### DOCUMENT EXCERPT
----------
The civil rights advocates Rewire interviewed explained that laws pertaining to the use of of bail bonds vary by state—in some states all bail bonds go through bondspeople rather than courts, leaving individuals with no choice besides engaging with these companies. In most other cases, people end up paying a bond company because they can’t afford to pay the full amount to the court, but can pay the 10 percent often required for a bail bond. Bond companies also lure in clients through installment plans, which can result in long-term payment plans with interest, regardless of the trial’s outcome. A recent report from Color of Change and the American Civil Liberties Union (ACLU) noted that in Maryland alone “the bail industry kept at least $75 million over five years just in premiums from people whose cases were resolved without a conviction in District Court.”

Color of Change found that these installment plans often function similarly to payday loans, where lenders take advantage of vulnerable individuals’ urgent need for cash to lure them into plans with extremely high interest and fees. In her investigation of money bail for The Nation, Bryce Covert found, “If a client refuses any of [their plan’s] terms or misses a payment, the bondsman can threaten to forfeit the bail, which could land the client back in jail. Even if they don’t go this route, bondsmen will often make harassing phone calls and eventually turn the sum owed over to debt collectors.”

“For an industry that we have entrusted with such a basic tenet of our justice system, we have applied very little oversight,” Roberts said. “I think the biggest challenge the industry presents is the massive amounts of resources it is willing to invest in protecting its bottom line. So for us it’s also about driving a wedge between the industry and elected officials.”

The bail bond industry has a longstanding relationship with the pro-privatization lobbying group American Legislative Exchange Council (ALEC), which has helped the industry draft and pass pro-bail laws across the country, as well as lobby to prevent reforms. The American Bail Coalition (ABC), which represents bail insurers, spent $1.2 million in political contributions to advance its agenda between 2012 and 2014. As Covert reported, judges rely on such contributions. “Those same judges set the bail amounts that their donors rely on to turn a profit,” she added.
----------
### RECORDS
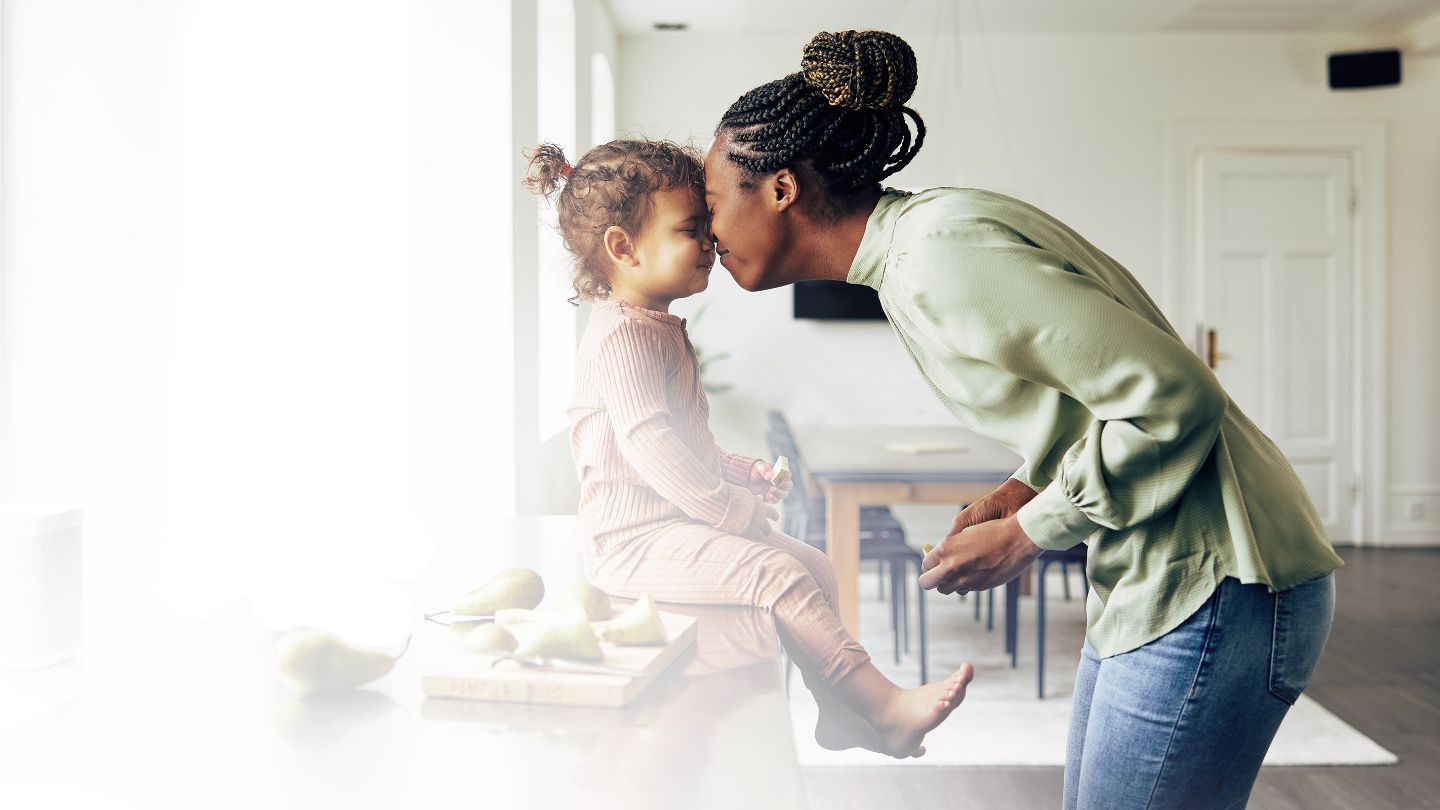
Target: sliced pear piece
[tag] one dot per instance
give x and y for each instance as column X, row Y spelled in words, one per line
column 595, row 601
column 510, row 588
column 316, row 660
column 490, row 639
column 781, row 470
column 640, row 626
column 566, row 634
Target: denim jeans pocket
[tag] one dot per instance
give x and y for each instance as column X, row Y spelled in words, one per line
column 1302, row 623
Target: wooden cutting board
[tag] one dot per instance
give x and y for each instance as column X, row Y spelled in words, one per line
column 450, row 670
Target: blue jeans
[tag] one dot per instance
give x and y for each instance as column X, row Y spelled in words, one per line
column 1185, row 719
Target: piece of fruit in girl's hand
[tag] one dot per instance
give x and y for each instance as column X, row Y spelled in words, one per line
column 568, row 634
column 781, row 472
column 510, row 588
column 490, row 639
column 638, row 626
column 316, row 660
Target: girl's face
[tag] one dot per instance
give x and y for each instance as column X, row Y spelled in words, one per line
column 674, row 250
column 746, row 227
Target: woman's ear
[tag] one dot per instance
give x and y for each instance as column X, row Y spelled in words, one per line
column 785, row 189
column 619, row 247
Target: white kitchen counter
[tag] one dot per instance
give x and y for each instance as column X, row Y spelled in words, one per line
column 202, row 721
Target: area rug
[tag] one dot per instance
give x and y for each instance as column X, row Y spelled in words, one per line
column 1001, row 721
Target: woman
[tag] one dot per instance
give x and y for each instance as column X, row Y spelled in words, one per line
column 1211, row 572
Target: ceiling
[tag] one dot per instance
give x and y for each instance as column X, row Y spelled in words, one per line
column 1109, row 16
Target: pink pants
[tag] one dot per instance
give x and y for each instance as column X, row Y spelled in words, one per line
column 699, row 564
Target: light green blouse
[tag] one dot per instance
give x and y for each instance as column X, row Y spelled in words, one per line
column 1036, row 339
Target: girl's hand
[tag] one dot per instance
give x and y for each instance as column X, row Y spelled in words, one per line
column 759, row 483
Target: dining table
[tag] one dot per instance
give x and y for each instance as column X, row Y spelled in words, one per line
column 867, row 464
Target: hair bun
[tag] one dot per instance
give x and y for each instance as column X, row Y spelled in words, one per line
column 860, row 69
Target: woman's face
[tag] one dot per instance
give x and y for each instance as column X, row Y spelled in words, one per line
column 745, row 224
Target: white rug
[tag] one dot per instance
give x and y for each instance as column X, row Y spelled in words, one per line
column 1001, row 721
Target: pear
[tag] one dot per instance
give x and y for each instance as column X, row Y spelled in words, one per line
column 566, row 634
column 316, row 660
column 781, row 470
column 595, row 601
column 490, row 639
column 513, row 587
column 513, row 616
column 638, row 626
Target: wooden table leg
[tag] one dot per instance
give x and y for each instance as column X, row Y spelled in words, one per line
column 1013, row 619
column 843, row 546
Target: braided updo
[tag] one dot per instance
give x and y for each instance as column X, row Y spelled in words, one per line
column 843, row 117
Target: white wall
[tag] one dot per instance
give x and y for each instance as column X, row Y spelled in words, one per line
column 254, row 306
column 1085, row 120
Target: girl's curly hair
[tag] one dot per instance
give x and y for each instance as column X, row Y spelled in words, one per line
column 611, row 185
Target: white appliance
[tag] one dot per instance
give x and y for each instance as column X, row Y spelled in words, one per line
column 39, row 584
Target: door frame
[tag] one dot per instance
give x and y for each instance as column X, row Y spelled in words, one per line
column 1365, row 143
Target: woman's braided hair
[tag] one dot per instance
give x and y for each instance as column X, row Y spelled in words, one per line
column 611, row 185
column 843, row 116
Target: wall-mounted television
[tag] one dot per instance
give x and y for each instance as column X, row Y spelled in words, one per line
column 835, row 300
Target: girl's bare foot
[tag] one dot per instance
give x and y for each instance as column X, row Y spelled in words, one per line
column 910, row 714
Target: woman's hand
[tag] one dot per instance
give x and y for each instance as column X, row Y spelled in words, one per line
column 759, row 483
column 985, row 546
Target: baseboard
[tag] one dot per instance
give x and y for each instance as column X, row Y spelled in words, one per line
column 1410, row 538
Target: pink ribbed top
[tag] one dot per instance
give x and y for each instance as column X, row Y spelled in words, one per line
column 641, row 438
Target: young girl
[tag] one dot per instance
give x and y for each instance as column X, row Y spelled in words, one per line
column 663, row 509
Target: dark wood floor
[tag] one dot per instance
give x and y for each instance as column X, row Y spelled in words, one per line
column 1380, row 672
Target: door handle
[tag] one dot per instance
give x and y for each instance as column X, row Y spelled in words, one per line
column 1213, row 353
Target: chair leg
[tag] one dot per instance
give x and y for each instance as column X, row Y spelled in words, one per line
column 894, row 613
column 925, row 660
column 905, row 606
column 1040, row 632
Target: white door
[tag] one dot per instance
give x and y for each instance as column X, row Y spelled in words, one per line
column 1275, row 314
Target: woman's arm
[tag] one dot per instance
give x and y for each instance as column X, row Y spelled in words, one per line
column 634, row 392
column 994, row 297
----------
### REQUIREMENTS
Resume the article on the bail bond industry, picking up right after its final sentence. The data has no connection to the article on the bail bond industry.

### RESPONSE TO THIS TASK
Danny Engelberg, chief of trials for the Orleans Public Defenders, has been practicing in New Orleans for ten years and routinely sees bail bonds hurting his clients and negatively affecting case outcomes. “Rather than having their case judged on its merits or having a more thoughtful negotiation, [defendants are] often just pleading guilty to get out of jail because they or their families weren’t able to pay the money to get out of jail,” Engelberg explained.

Bail coerces guilty pleas: More than 90 percent of those held on bail plead guilty, as compared to just 40 percent of those released pretrial. Eighty-eight percent of individuals who were not held on bail have their cases dismissed or resolved without a criminal conviction, as compared to 38 percent of those who were held on bail. Because it drastically increases chances of developing a criminal record, bail bonds are connected to laws like “three strikes and you’re out,” through which individuals routinely receive lengthy sentences for relatively minor crimes.

“All of a sudden, they’re looking at years and sometimes decades in prison because they had previously taken felony charges that they may not have had to take if they weren’t being held on a bail bond that they couldn’t afford,” Engelberg explained. “So it’s very much intertwined with a story of mass incarceration, nationally and here in Louisiana.”

Efforts to root out the bail industry take a variety of forms at local, state, and national levels—from providing information to communities about how the system works, to lawsuits against local bail practices, to changing state and federal laws such as the Bail Reform Act, which permits courts to set bail based on whether a judge believes the person poses a threat to society.

Color of Change is leading a national campaign to combat for-profit bail, which it launched with the report released in partnership with the ACLU in May. The report represents the most comprehensive effort to date to amass information on the national bail industry, and Roberts believes it poses a real threat to business as usual.

Painting a picture of how seemingly local bail industries across the country are in fact owned by multinational corporations and exposing their abusive practices, the report provides critical information for criminal justice advocates aiming to combat the bail bond system.

In partnership with other organizations, Color of Change is working to advance bail reform at the local level to pressure prosecutors, city councils, attorneys general, mayors, and other decision-makers in cities such as St. Louis, Philadelphia, and New York. It is building tools to share information on campaign contributions and relationships between the industry and elected officials to be utilized by grassroots organizations, concerned communities, and elected officials.

Through informing the voters who are paying bail bonds of their representatives’ relationships with the industry, Color of Change hopes to build pressure to cut ties. The organization also hopes that if prosecutor incentives are changed through public demand for bail reform, it can become more politically advantageous to reduce reliance on cash bail rather than appear tough on crime.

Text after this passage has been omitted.